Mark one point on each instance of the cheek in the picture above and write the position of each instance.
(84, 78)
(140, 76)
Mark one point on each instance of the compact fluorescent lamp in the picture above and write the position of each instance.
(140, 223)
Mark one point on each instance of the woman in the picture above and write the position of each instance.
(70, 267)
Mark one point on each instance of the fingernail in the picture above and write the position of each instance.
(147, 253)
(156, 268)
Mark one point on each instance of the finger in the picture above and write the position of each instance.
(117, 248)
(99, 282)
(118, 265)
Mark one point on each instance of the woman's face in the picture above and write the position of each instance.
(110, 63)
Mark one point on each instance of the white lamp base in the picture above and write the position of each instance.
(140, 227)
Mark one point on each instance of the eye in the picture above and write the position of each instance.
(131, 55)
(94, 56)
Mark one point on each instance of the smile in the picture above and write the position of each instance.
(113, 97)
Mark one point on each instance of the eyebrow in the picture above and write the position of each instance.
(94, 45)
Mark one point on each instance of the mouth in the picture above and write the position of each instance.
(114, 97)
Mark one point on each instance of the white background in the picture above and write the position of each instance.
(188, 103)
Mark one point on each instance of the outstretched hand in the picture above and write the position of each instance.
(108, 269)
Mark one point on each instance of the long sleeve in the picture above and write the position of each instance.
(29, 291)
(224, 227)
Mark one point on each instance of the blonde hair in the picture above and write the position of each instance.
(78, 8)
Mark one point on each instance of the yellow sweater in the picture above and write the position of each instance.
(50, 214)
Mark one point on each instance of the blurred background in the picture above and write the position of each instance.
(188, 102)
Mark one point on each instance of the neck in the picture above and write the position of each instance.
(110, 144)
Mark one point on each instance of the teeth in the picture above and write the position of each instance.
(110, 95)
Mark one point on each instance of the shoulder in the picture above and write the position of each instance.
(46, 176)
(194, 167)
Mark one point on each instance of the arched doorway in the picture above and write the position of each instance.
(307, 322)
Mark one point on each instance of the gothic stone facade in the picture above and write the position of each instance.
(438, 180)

# # # # # # #

The task | Retype each line of the material above exactly.

Result for this exercise |
Mark one point on each instance of the cheek in the picture above and write the position of each instance.
(84, 78)
(140, 76)
Mark one point on each instance of the compact fluorescent lamp in the picture above and write the position of each instance.
(140, 223)
Mark one point on each instance of the woman in the picture above and write the position of each instance.
(70, 267)
Mark one point on each instance of the fingernail in the picture above and write the position of each instance.
(147, 253)
(156, 268)
Mark one point on each instance of the finger in the picture above and write the position of each instance.
(117, 248)
(99, 282)
(118, 265)
Mark one point on each instance of the woman's face in the picture above and write the position of each instance.
(110, 63)
Mark one point on each instance of the white lamp base in the picture above and write the position of each instance.
(140, 227)
Mark one point on each instance of the eye in the picture above and write the position of each instance.
(131, 55)
(94, 56)
Mark one point on each instance of the smile in the picture above and write the position of each instance.
(113, 97)
Mark one point on each instance of the eyebrow in the picture above and write the position of each instance.
(94, 45)
Mark one point on each instance of the mouth in the picture above and write the position of each instance.
(114, 97)
Mark one point on each instance of the white background in the picture above and write the position of each instance.
(188, 103)
Mark one point on each instance of the outstretched hand in the picture above and write the position of each instance.
(108, 269)
Mark one point on each instance of the long sleeve in the picture above and write the position of each instance.
(29, 291)
(224, 227)
Mark one point on each instance of the blonde hair in the picture above and write the position of each instance.
(78, 8)
Mark one point on each instance of the yellow sweater in the picture above and write the position of each instance.
(50, 214)
Mark one point on each instance of the blurred background in the picture above and write the position of each instance.
(188, 102)
Mark one point on each instance of the neck in the picture above and write the position of each instance.
(110, 144)
Mark one point on each instance of the teeth in the picture above and write the position of each instance.
(110, 95)
Mark one point on each instance of the shoulder in the picture above and write the position of each instance.
(46, 176)
(194, 167)
Mark one point on each instance of the arched doorway in the picture above and write the position of each instance.
(307, 322)
Mark one point on each instance of the gothic stone facade in the picture above and write the position of each instance.
(438, 180)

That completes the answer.